▸ Supplied passage

Faculty development enables educators to better equip tomorrow’s providers.
The Office of Educational Affairs at the University of Florida College of Medicine – Jacksonville has offered faculty development opportunities for years. The Accreditation Council for Graduate Medical Education’s Common Program Requirements, or CPRs, state “faculty members must pursue faculty development designed to enhance their skills at least annually.”
The ACGME further notes that faculty development should be structured programming designed to enhance transference of knowledge, skill and behavior from the educator to the learner. The CPRs are for faculty, in aggregate, to have development opportunities as educators, as well as in:
- Contributing to an inclusive work environment
- Fostering their well-being and the well-being of their residents
- Aligning patient care with practice-based learning and improvement efforts
- Improving quality
In addition to the expectation that development is available to teaching faculty, annual evaluations must include a review of the teaching faculty’s participation in development related to skills as an educator, clinical performance, professionalism and scholarly activities. Over the years, on-campus development opportunities available to faculty have evolved and increased in number and variety.

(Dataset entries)
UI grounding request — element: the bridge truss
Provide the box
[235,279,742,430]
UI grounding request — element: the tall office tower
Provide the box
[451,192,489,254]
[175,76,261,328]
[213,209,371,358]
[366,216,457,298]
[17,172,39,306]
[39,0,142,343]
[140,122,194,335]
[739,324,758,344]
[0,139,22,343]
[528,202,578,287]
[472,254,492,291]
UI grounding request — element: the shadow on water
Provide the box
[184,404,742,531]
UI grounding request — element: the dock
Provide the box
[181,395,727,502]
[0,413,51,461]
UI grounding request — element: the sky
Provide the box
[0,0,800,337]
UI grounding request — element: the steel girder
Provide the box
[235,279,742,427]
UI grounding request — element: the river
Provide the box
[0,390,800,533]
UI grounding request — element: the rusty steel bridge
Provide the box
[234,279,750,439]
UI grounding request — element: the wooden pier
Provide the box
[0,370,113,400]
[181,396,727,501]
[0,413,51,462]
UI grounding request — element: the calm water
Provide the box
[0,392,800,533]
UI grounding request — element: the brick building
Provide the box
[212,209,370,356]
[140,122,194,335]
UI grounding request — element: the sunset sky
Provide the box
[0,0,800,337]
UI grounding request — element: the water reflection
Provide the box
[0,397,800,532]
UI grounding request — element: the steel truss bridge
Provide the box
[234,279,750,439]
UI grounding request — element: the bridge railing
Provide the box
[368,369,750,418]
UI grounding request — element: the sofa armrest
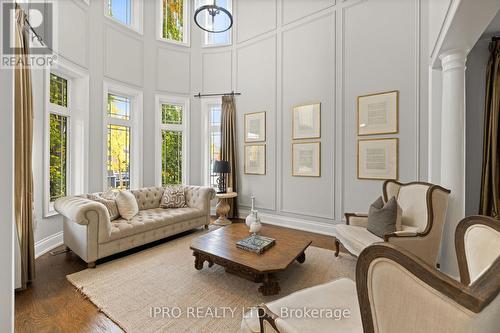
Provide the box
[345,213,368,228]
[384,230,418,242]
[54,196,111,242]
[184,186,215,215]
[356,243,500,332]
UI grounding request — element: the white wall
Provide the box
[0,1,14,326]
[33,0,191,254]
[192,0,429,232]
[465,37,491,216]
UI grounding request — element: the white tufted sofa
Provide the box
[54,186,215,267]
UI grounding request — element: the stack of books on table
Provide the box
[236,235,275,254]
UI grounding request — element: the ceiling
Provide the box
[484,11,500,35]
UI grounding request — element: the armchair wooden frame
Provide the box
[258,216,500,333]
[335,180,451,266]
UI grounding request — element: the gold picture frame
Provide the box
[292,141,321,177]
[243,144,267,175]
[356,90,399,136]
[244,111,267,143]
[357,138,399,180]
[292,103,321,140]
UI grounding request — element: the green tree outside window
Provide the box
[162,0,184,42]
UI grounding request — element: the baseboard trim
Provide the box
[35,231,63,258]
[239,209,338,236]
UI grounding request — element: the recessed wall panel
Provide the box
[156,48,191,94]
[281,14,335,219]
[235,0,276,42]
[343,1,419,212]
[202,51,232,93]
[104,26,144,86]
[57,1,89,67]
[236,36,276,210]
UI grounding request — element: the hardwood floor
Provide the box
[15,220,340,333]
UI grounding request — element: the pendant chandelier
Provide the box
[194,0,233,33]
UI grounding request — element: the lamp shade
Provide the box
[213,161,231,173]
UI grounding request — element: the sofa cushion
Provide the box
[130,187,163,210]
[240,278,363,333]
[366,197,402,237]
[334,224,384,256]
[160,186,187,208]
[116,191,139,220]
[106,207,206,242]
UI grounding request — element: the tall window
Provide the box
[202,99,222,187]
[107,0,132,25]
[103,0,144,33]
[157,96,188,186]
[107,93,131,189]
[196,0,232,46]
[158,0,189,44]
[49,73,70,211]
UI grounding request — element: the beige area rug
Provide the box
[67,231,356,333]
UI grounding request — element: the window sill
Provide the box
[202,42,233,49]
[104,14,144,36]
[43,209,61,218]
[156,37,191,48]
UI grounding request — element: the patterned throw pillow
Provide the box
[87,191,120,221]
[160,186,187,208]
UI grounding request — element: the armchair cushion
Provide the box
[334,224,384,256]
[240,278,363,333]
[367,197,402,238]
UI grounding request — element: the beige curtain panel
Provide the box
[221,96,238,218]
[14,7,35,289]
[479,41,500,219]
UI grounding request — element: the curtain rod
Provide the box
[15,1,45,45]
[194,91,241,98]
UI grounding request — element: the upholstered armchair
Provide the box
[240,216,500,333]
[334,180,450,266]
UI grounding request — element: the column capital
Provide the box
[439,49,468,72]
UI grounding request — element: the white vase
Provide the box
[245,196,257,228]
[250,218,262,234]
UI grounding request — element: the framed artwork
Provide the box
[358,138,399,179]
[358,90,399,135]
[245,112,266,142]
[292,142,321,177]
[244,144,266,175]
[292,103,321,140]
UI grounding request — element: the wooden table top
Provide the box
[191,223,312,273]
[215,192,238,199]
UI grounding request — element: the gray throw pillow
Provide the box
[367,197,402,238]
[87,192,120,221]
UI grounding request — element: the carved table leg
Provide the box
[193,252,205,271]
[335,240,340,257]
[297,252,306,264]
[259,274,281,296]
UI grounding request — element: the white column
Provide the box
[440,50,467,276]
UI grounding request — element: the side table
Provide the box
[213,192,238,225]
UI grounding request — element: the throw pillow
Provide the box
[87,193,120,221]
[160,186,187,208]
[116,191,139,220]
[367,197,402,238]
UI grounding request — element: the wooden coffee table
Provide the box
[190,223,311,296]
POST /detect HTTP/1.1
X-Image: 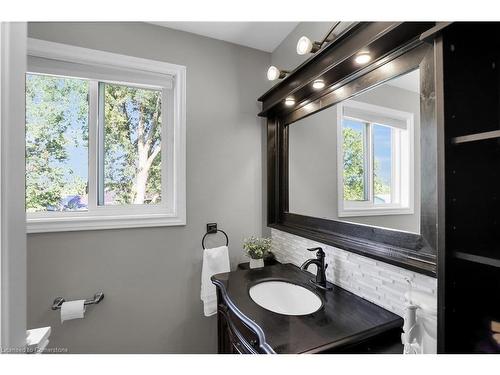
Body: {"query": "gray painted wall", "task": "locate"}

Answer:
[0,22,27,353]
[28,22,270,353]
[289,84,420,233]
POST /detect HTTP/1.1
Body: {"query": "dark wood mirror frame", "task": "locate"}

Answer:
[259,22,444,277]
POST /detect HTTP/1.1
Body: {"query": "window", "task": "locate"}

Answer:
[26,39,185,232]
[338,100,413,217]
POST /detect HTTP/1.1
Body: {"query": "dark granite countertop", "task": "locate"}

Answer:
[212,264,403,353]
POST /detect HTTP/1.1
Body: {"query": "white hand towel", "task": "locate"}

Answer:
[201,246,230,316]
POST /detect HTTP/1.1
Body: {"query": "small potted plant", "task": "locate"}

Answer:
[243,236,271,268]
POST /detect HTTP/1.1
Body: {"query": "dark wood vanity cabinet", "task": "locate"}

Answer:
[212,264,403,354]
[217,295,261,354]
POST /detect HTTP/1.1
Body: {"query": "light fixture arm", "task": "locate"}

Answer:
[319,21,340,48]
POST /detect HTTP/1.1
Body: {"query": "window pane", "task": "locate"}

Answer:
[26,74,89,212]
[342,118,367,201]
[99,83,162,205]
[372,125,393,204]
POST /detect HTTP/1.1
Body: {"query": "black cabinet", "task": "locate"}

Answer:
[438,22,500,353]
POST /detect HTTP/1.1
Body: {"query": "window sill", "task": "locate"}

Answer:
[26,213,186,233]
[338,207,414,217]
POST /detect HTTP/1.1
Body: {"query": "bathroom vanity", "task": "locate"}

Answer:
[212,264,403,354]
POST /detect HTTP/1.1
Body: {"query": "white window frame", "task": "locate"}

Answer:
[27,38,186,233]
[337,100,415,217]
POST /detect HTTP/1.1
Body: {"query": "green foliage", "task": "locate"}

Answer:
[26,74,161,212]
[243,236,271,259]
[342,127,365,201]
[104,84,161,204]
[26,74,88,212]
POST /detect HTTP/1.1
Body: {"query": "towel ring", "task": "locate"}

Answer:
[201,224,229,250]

==

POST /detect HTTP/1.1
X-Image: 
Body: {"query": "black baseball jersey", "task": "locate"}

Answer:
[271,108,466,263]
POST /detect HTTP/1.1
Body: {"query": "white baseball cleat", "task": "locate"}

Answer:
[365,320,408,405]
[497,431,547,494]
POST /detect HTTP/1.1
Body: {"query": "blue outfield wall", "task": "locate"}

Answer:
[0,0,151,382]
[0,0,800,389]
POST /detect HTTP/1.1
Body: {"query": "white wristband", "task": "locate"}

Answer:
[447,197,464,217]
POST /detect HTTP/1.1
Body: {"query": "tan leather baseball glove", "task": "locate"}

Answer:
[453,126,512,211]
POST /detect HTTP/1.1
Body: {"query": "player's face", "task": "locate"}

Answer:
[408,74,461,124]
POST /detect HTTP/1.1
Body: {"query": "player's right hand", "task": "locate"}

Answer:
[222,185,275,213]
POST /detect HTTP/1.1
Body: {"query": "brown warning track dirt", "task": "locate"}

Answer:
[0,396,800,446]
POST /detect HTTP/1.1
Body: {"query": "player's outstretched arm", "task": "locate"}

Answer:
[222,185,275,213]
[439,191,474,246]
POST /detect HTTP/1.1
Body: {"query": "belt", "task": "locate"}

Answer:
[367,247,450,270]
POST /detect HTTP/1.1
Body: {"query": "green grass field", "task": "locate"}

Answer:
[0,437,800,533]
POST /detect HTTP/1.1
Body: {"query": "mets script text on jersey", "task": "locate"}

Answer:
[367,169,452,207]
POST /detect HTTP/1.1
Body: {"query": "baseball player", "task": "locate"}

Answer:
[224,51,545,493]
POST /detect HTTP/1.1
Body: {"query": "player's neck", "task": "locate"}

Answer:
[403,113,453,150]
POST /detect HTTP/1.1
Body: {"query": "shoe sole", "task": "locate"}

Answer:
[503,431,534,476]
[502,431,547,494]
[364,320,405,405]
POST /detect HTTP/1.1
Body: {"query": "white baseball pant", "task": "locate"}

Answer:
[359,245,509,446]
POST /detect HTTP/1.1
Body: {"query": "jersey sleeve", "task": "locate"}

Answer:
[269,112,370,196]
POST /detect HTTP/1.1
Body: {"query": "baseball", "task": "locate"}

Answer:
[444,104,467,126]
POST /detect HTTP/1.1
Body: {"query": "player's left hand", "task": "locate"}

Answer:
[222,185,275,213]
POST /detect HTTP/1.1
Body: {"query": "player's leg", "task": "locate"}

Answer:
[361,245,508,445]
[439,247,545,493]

▸ What this exercise asks
a. According to the faculty development text, how often must faculty members pursue faculty development under the ACGME Common Program Requirements?
b. Write out the portion of the faculty development text between "The ACGME further" and "number and variety.", inclusive.

▸ Solutions below
a. At least annually.

b.
The ACGME further notes that faculty development should be structured programming designed to enhance transference of knowledge, skill and behavior from the educator to the learner. The CPRs are for faculty, in aggregate, to have development opportunities as educators, as well as in:
- Contributing to an inclusive work environment
- Fostering their well-being and the well-being of their residents
- Aligning patient care with practice-based learning and improvement efforts
- Improving quality
In addition to the expectation that development is available to teaching faculty, annual evaluations must include a review of the teaching faculty’s participation in development related to skills as an educator, clinical performance, professionalism and scholarly activities. Over the years, on-campus development opportunities available to faculty have evolved and increased in number and variety.